• **Your instructions**
Copy the lines below word for word, and leave out the pictures.

• **Supplied information**
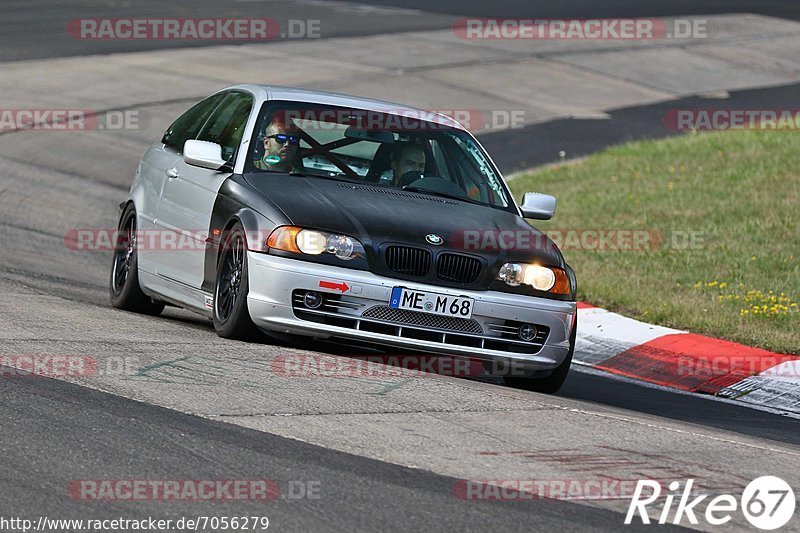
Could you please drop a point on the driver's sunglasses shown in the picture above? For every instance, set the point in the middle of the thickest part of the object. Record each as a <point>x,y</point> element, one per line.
<point>281,138</point>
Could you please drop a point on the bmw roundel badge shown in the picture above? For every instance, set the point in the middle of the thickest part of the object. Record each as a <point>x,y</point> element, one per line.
<point>434,239</point>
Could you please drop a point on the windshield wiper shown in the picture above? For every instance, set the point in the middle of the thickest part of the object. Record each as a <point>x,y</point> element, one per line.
<point>298,174</point>
<point>423,190</point>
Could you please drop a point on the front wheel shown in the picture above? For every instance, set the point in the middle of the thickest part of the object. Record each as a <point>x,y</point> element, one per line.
<point>552,383</point>
<point>123,285</point>
<point>231,315</point>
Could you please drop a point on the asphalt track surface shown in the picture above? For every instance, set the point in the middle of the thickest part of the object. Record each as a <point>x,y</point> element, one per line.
<point>52,431</point>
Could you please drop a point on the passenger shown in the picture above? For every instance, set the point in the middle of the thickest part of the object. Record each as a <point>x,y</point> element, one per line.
<point>407,159</point>
<point>281,146</point>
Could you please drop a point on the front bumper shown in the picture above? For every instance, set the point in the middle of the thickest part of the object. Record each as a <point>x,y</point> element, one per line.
<point>361,313</point>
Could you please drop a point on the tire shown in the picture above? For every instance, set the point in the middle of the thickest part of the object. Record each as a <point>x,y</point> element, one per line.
<point>123,283</point>
<point>230,313</point>
<point>552,383</point>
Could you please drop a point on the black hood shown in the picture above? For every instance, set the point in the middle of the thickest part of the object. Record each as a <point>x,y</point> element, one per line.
<point>377,215</point>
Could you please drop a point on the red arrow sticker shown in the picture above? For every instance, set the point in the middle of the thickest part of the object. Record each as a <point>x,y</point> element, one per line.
<point>340,286</point>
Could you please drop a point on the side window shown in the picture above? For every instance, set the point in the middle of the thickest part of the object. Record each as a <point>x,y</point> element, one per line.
<point>188,125</point>
<point>226,125</point>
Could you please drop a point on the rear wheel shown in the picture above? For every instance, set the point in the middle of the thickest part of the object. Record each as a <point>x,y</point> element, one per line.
<point>231,315</point>
<point>552,383</point>
<point>123,283</point>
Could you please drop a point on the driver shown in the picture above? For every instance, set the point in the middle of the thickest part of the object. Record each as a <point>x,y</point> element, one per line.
<point>407,158</point>
<point>281,144</point>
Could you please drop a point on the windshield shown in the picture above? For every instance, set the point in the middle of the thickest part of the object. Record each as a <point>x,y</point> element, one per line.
<point>383,149</point>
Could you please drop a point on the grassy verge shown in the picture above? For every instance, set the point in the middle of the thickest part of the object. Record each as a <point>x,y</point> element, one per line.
<point>725,207</point>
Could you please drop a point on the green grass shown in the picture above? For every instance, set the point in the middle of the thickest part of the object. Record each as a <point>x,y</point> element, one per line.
<point>739,190</point>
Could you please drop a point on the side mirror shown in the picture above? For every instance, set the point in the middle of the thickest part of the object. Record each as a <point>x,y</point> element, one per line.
<point>538,206</point>
<point>203,154</point>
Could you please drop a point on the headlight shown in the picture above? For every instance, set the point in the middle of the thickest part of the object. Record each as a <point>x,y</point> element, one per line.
<point>539,277</point>
<point>313,242</point>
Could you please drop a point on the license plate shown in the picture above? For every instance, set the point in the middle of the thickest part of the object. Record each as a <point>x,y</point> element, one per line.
<point>431,302</point>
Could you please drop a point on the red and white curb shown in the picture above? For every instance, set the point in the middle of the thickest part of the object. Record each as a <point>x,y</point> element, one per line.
<point>686,361</point>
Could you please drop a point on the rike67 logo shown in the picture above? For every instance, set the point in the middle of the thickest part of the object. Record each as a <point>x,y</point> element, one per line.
<point>767,502</point>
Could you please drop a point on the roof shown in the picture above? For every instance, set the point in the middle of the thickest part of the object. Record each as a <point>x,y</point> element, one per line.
<point>299,94</point>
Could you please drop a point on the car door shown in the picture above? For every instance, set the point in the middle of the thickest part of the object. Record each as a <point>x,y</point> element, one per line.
<point>157,161</point>
<point>190,192</point>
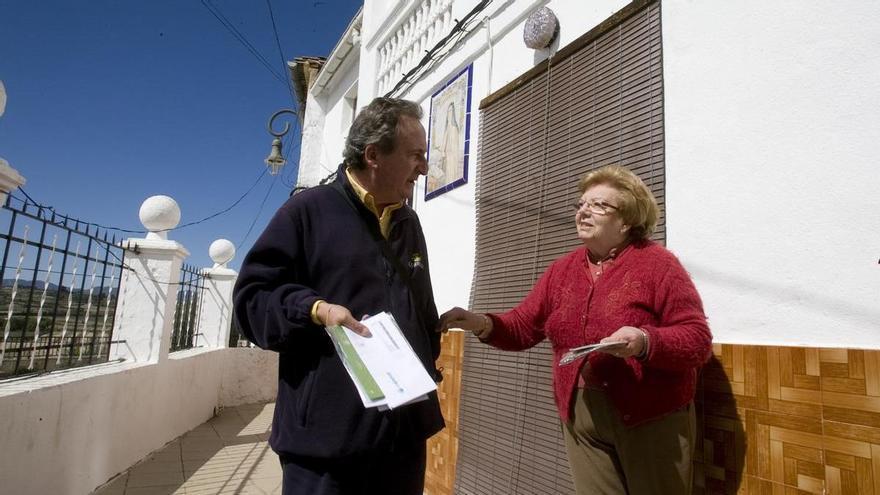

• **Result of this task**
Could you please drop a point on the driver's sunglasses shown in the picture above? For every instance, set the point in the middle of the thickest part of the object. Record each as a <point>x,y</point> element, one per line.
<point>281,138</point>
Could you please drop a point on the bmw roundel badge shown in the picture above? For every instance, set the point in the middle of the thickest part of the object. Record each as a <point>x,y</point> element, one per line.
<point>434,239</point>
Could you please drop a point on the windshield wiper shown in the picture above? For every instance, set the point in the middle of the thickest part of the object. Record each as a <point>x,y</point> element, one per line.
<point>298,174</point>
<point>423,190</point>
Could you please drop a point on the front wheel shown in the picture above? For every instance, set the point in the middle of the thickest part of the object. Record each as a <point>x,y</point> element, one per line.
<point>552,383</point>
<point>123,285</point>
<point>231,315</point>
Could you please drop a point on the asphalt track surface shown in the picture above? For every instance, set the point in the middle of the thickest part of the object. Record each as a <point>x,y</point> element, one per line.
<point>52,431</point>
Could you please drop a point on the passenger shown in the picture above? For every instance, set the point in the middle of the thickest part of the object. Record each as a <point>x,y</point> element, one per line.
<point>407,159</point>
<point>281,146</point>
Could you please drop a point on the front bumper shown in the picture above? For every instance, set the point in the middle of the thickest part of the object. Record each as a <point>x,y</point> element, one per line.
<point>361,313</point>
Could you please drop a point on the tire shown in the picture above? For every instance, set the point in the middle of the thickest part of the object. Record each as a <point>x,y</point> element, one per line.
<point>123,283</point>
<point>230,313</point>
<point>552,383</point>
Could you please drop a point on the black hood shown in the picture above? For every instance, set the point in the middle of the thickest part of the object. Record each as a <point>x,y</point> element, one per line.
<point>377,215</point>
Could you please drop a point on the red arrow sticker shown in the picture above? For every instance, set the point in the middle of the thickest part of the object. Record each as a <point>x,y</point> element, one per line.
<point>340,286</point>
Could you please drop a point on the side window shown in the picture above? For every instance, set the point in the middle of the thickest part of the object. Record each as a <point>x,y</point> element, one per line.
<point>188,125</point>
<point>226,125</point>
Could you please drop a point on the rear wheel shown in the picture above? For every instance, set the point in the middle of the thickest part of the object. Record each as a <point>x,y</point> element, one per line.
<point>231,315</point>
<point>552,383</point>
<point>123,283</point>
Could you please drop a point on the driver shown in the picture above? For every instance, set the point in the middle of the thickest part of the object. Record each as a <point>x,y</point> element, one per line.
<point>407,158</point>
<point>281,144</point>
Could you please drop a point on the windshield shown in the picture above? For every instance, set the point in the middle of the thickest part of the object. Record each as a <point>x,y</point> element, one per line.
<point>383,149</point>
Could you please drop a point on the grassy verge shown in the picture above? For every instance, set the point in the middle of the thickest part of the object. Record each as a <point>x,y</point> element, one per line.
<point>725,207</point>
Could you please drop a point on the green grass shown in the picture above? For every instance, set the point in the middle of the thickest part of the object. Record each as a <point>x,y</point> element, one per line.
<point>739,190</point>
Could you please drop a point on the side mirror shown in the picture above? For every instance, set the point in the middle of the thickest part of the object. Record each as a <point>x,y</point> element, one per line.
<point>538,206</point>
<point>203,154</point>
Could you please drop a point on the headlight shown in the picture above? For every instance, set the point in the middle of the thickest part of the object. Record each as a <point>x,y</point> element, one per line.
<point>539,277</point>
<point>313,242</point>
Could you please drop a point on the license plate shown in the picture above? For every instance, set the point in the middle of the thickest part of the object. Record each as a <point>x,y</point> element, one per line.
<point>431,302</point>
Could you please drop a point on the red and white curb shown in the picture above? For every instance, set the point in the middle of the thickest part of the object. Record each as a <point>x,y</point> element, one per line.
<point>686,361</point>
Could you please drop a point on the rike67 logo shown in the picture above? For every instance, set the point in the middle of the thickest part of the object. Record each as a <point>x,y</point> element, one per line.
<point>767,502</point>
Could you please drop a point on the roof shown in the picture above? For every instance, set the point in the middle of the thickest part of the object. Record each as a <point>x,y</point> element, one per line.
<point>299,94</point>
Could you please drop a point on the car door shown in the picture above? For every instance, set the point in the middle of the thickest part of the object. Record each as a <point>x,y</point> element, one per line.
<point>157,161</point>
<point>190,192</point>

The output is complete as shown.